* Text excerpt:
★ ★ ★ ★ ★ ★ ★

The HD 660S2 have a mostly plastic build with a spring steel headband.
Despite the usual sneer directed at plastic for not having a “premium” enough feel in hand, the HD 6xx series of headphones tend to last for a long time. My HD 650, for example, have been going strong for over seven years.
The HD 660S2 use a “dual-entry” cable system where both earcups use separate cable entries. This system is far more robust than the single-entry ones and does not rely on wires running through the headband.
The yokes have adequate sidewise movement, and the earcups rotate front-to-back by about 15 degrees, so I think most people won’t have issues getting a good seal. The left earcup can be identified by touch thanks to three raised dots near the headband.
Once again, Sennheiser took care of the little details.
The earpads are the same ones that come with the other HD 6xx series of headphones, which means that the sound signature will become more mid-centric as the pads wear over time.
Fret not, though, as replacement pads are widely available.
Comfort and isolation
The clamp force is slightly higher than I prefer. However, the pressure is so well distributed that no hotspots are formed.
Isolation is almost nonexistent due to the open-back design.
The Sennheiser HD 660S2 use 38mm drivers with a new magnet design despite utilizing a previous-generation housing.
Sennheiser uses the same “vented” magnetic system on the HD 660S2 as the predecessor HD 660S. On the older models (e.g., HD 650 and HD 660), the air displacement at the back of the driver was controlled via foam inserts.
This new design utilizes stainless steel mesh, resulting in much tighter tolerance and superior material longevity.
The driver is also similar to the older model except for the voice coil, which is now thinner (and thus, the increase in impedance, I assume). The housing is essentially the same as the HD 660S as well.

★ ★ ★ ★ ★ ★ ★

* Required actions:
[a] Translate this sentence from the headphone review into Spanish: "Isolation is almost nonexistent due to the open-back design."
[b] Pick up the headphone review after its last sentence and continue it.

★ ★ ★ ★ ★ ★ ★

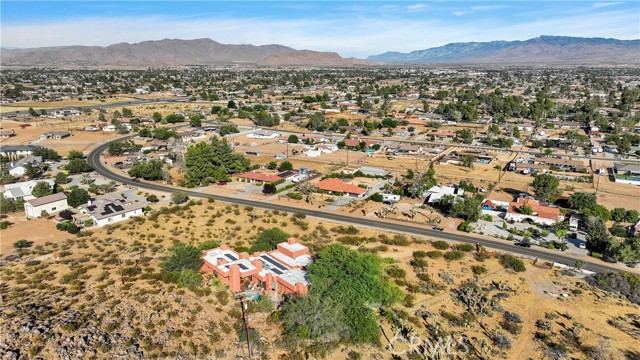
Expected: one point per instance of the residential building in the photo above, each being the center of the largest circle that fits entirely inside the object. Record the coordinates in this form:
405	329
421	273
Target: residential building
56	135
257	177
372	171
17	168
5	134
337	186
627	174
108	209
264	135
541	214
282	270
434	194
14	152
51	204
22	190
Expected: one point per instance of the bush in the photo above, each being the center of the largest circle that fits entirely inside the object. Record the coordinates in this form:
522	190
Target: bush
478	269
22	244
440	244
209	244
512	262
435	254
179	197
396	272
295	196
465	247
453	255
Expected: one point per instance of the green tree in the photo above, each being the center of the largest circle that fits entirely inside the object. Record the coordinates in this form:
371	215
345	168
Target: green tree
174	118
61	178
213	162
468	160
598	238
149	170
464	136
285	165
269	188
268	239
545	186
354	284
75	154
117	148
618	214
467	208
181	257
195	120
77	166
77	196
41	189
47	154
228	128
525	209
582	200
190	279
179	197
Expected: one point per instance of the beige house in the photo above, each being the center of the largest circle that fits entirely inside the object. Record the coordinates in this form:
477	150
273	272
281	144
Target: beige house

★ ★ ★ ★ ★ ★ ★

* The replies:
[a] El aislamiento es casi inexistente debido al diseño abierto.

[b]
Minor improvements rather than a generational driver performance and design leap.
As the performance was very good already, it is rather difficult to muster a holistic improvement.
Sennheiser HD 660S2 Sound
The HD 660S2 are mostly neutral with slight emphasis near the presence region.
The sub-bass reach and extension are a noticeable improvement over the preceding models.
Sub-bass used to be the Achilles’ heel for the HD 600 and HD 650, and while the HD 660S2 improved noticeably, the latest version of the HD 660S2 delivers the best performance.
The HD 660S2 produce excellent bass for a pair of open-back, dynamic-driver headphones.
Bass is tight and controlled while having excellent speed and mid-bass texture. Deep, low rumble until 30Hz with superior definition. However, those used to accentuated sub-bass will not find it here.
Given that the HD 660S2 are meant to be neutral, reference-tuned headphones, the sub-bass not having a +10dB shelf makes absolute sense. The slam factor is an area that can be improved, as bass notes do not have a lot of physicality to them.
The mids are the bread and butter of the HD 6xx series of headphones. The HD 660S2 are no exception.
Sennheiser goes a slightly different route this time, with the upper-mids being less pronounced than the predecessors.
This results in a more laid-back presentation of female vocals compared to the hyper-forward HD 600, while male vocals are not as lush-sounding as the HD 650.
If you are sensitive to shout, the HD 660S2 will be perfect for you.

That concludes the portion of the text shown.